Photo-based referring expression data
================================
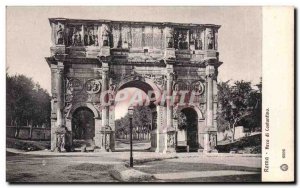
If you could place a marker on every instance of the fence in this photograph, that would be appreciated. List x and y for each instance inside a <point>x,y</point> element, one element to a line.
<point>28,133</point>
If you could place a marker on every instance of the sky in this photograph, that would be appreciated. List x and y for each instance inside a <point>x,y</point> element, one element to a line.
<point>28,35</point>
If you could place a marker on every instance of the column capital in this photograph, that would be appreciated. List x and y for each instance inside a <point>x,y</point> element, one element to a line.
<point>105,67</point>
<point>211,72</point>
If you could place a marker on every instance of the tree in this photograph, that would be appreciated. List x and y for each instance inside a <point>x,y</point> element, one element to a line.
<point>26,102</point>
<point>237,103</point>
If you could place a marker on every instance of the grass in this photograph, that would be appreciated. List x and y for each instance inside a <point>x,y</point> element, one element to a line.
<point>27,145</point>
<point>250,144</point>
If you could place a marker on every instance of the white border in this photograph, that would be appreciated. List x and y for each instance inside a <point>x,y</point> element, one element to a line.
<point>5,3</point>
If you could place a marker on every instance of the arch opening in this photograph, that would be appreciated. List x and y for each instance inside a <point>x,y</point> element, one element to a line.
<point>144,117</point>
<point>188,128</point>
<point>83,127</point>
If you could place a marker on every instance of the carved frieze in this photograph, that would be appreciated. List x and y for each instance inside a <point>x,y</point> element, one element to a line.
<point>93,86</point>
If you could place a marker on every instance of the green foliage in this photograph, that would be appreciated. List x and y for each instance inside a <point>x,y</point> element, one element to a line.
<point>239,104</point>
<point>26,102</point>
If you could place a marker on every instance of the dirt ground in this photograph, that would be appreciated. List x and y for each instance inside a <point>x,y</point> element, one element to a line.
<point>48,167</point>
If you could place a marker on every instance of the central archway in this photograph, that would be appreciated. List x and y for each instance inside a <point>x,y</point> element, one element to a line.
<point>83,127</point>
<point>188,129</point>
<point>142,127</point>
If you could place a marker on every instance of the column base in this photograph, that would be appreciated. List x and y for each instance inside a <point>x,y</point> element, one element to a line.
<point>200,150</point>
<point>169,150</point>
<point>210,151</point>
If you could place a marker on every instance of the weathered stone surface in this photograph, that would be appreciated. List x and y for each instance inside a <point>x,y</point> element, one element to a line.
<point>126,174</point>
<point>89,58</point>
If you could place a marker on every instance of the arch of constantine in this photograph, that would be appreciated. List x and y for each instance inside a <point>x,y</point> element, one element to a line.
<point>91,60</point>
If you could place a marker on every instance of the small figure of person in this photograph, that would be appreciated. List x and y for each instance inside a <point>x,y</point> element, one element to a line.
<point>210,39</point>
<point>60,39</point>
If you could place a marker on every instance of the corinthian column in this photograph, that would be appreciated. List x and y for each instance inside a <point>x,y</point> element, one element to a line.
<point>105,106</point>
<point>106,136</point>
<point>60,95</point>
<point>170,131</point>
<point>170,73</point>
<point>210,130</point>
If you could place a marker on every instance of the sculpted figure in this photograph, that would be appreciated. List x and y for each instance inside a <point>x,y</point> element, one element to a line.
<point>59,33</point>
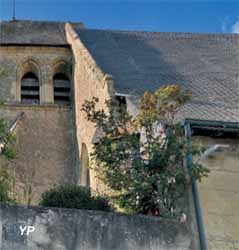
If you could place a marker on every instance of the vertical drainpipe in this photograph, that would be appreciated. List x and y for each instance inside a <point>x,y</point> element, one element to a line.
<point>200,225</point>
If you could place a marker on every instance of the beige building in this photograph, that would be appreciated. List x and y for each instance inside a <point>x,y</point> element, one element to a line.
<point>50,69</point>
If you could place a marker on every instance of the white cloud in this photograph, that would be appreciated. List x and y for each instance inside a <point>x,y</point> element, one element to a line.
<point>235,27</point>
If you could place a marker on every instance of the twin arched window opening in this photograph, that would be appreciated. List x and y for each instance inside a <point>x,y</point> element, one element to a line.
<point>30,85</point>
<point>30,90</point>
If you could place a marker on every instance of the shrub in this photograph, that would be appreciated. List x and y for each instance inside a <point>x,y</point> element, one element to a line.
<point>72,196</point>
<point>142,158</point>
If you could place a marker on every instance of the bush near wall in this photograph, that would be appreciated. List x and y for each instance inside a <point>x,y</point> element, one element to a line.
<point>72,196</point>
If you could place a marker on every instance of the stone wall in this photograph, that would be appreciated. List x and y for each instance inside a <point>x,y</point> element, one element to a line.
<point>13,57</point>
<point>89,81</point>
<point>219,194</point>
<point>65,229</point>
<point>46,135</point>
<point>45,149</point>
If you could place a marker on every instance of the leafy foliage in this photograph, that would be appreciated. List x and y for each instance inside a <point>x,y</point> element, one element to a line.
<point>142,158</point>
<point>72,196</point>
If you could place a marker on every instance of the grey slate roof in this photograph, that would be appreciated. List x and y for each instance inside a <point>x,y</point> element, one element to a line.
<point>206,64</point>
<point>34,33</point>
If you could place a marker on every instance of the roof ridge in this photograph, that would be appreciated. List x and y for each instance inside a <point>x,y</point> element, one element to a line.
<point>173,35</point>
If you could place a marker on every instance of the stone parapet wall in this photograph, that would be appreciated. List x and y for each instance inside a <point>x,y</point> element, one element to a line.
<point>65,229</point>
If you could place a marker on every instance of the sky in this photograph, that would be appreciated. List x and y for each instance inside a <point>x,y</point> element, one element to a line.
<point>151,15</point>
================================
(PROBLEM DETAILS): Nothing but the records, repeated exactly and stripped of pictures, should appear in the answer.

(OUTPUT FOR THIS EXERCISE):
If you could place a marker on every instance of the fence in this photograph, that would be appreciated. List x and y for each instance inside a <point>x,y</point> element, one element to a line.
<point>28,133</point>
If you could place a marker on every instance of the sky in this photograph, that would be appreciated. List x and y for each instance inside a <point>x,y</point> element, one element to a line.
<point>28,35</point>
If you could place a marker on every instance of the column capital in this photograph, that would be appreciated. List x and y for each instance inside a <point>x,y</point> element, one element to a line.
<point>105,67</point>
<point>211,72</point>
If you could place a marker on every instance of the tree in this photograph, that would be appreciated. List x and y for each instance inside a <point>x,y</point> element, one element to a line.
<point>26,102</point>
<point>237,103</point>
If you could place a marker on every instance of the grass in this photograph, that would be appreciated. List x and y for each instance inside a <point>x,y</point> element, one element to a line.
<point>27,145</point>
<point>250,144</point>
If you could place a marker on every instance of the white border in this photograph, that would be appreciated. List x and y for each instance inside a <point>x,y</point> element, one element to a line.
<point>5,3</point>
If you could place a marker on every instance of the arch opening in this photograph, that would be appreciated. List x and y for each instance inside a <point>x,y</point> element, one element to a line.
<point>144,117</point>
<point>188,128</point>
<point>83,127</point>
If you could place a marker on every instance of the carved frieze in this photograph, that would be appreciated. List x and y for each instance inside a <point>x,y</point> element, one element to a line.
<point>93,86</point>
If you could place a marker on every instance of the green foliage in this photograph, that would be appreciated. List x and y for each instance inside a <point>x,y</point> element, one element to a line.
<point>239,104</point>
<point>26,102</point>
If you could place a marker on every instance of the dirt ground in this photograph, that would be appreciated. List x and y for each instance inside a <point>x,y</point> element, one element to a line.
<point>48,167</point>
If you could place a marker on every instance of the central archway in this photograph, that would be appreciated. List x and y for each instance inside a <point>x,y</point> element, one element to a line.
<point>83,127</point>
<point>188,129</point>
<point>142,127</point>
If you could place a marker on every instance of the column base in this photograph, that would be appreciated. List x and y for each instance inside a <point>x,y</point> element, one element to a line.
<point>200,150</point>
<point>169,150</point>
<point>210,151</point>
If you could place a marker on every instance of the weathered stone surface in this photograph, that would be appreciated. List x and y for each instance inside a <point>x,y</point> element, one element to a line.
<point>126,174</point>
<point>89,58</point>
If you could place a marker on every instance of the arch of constantine in this photograph, that would be appreciated. List x and y for each instance inside a <point>x,y</point> element, one element to a line.
<point>91,60</point>
If you could place a marker on every instance of the small figure of person in this photograph, that would be appreciated. List x and y for each instance inside a <point>x,y</point> element, one element to a line.
<point>210,39</point>
<point>60,39</point>
If you could place a marker on every instance of the corinthian column in this photograph, that would be appreciated. List x and y for each instance inside a <point>x,y</point> element, one element to a line.
<point>105,106</point>
<point>106,136</point>
<point>60,95</point>
<point>170,131</point>
<point>170,73</point>
<point>210,130</point>
If you could place a marker on every instance of the sculpted figure in this photograph, that would be appreciated. List x and y for each instance inside a <point>x,y</point> element, one element to a line.
<point>59,33</point>
If you could place a marker on every instance of the vertical drainpipe in this photograph, that would be appreciated. List x and y for each instance inside a <point>x,y</point> element, one element to a line.
<point>200,225</point>
If you could place a marker on every instance of the beige building in this photograph, that would be appreciated. List x and y for each instance inside a <point>x,y</point> element, one element to a line.
<point>50,69</point>
If you could place a marker on every instance of the white cloud in this photograph, that would be appreciated. List x and y for each instance inside a <point>x,y</point> element, one element to a line.
<point>235,27</point>
If you could place a marker on every instance of the twin arched window opening in this photograph, that would be appreciated. List x and y for each instance inside a <point>x,y</point> element, one element to a line.
<point>30,85</point>
<point>30,90</point>
If you could place a marker on every instance of the shrub in this photograph, that would be appreciated. List x and y for each instance inside a <point>x,y</point> element, one element to a line.
<point>72,196</point>
<point>142,158</point>
If you could place a marker on every instance of the bush near wall in this photograph, that would be appreciated. List x and y for each instance inside a <point>x,y</point> element, one element to a line.
<point>72,196</point>
If you could place a marker on every instance of the stone wall in this photograph, that would be appreciated. List x and y for each instance inside a <point>x,y</point> element, one element to a line.
<point>13,57</point>
<point>89,81</point>
<point>219,194</point>
<point>65,229</point>
<point>46,135</point>
<point>45,149</point>
If you could place a marker on every instance of the leafy foliage in this photograph, that would be appreciated. List x and y for each instance inside a <point>x,y</point> element, one element to a line.
<point>142,158</point>
<point>72,196</point>
If you could place a marker on every instance of the grey slate roof in this photograph, that would be appreciated. List x and y for each instance inside a <point>x,y</point> element, one element to a line.
<point>206,64</point>
<point>34,33</point>
If you could place a marker on every instance of the roof ridge in this photograph, that would be appreciated. List x and y for each instance inside a <point>x,y</point> element, one element to a line.
<point>173,35</point>
If you could place a marker on every instance of the stone parapet wall in this photograph, that would be appreciated. List x and y for each instance inside a <point>x,y</point> element, one element to a line.
<point>65,229</point>
If you could place a marker on every instance of the sky in this photograph, that would be appreciated. List x and y for each instance inside a <point>x,y</point> element, one element to a line.
<point>151,15</point>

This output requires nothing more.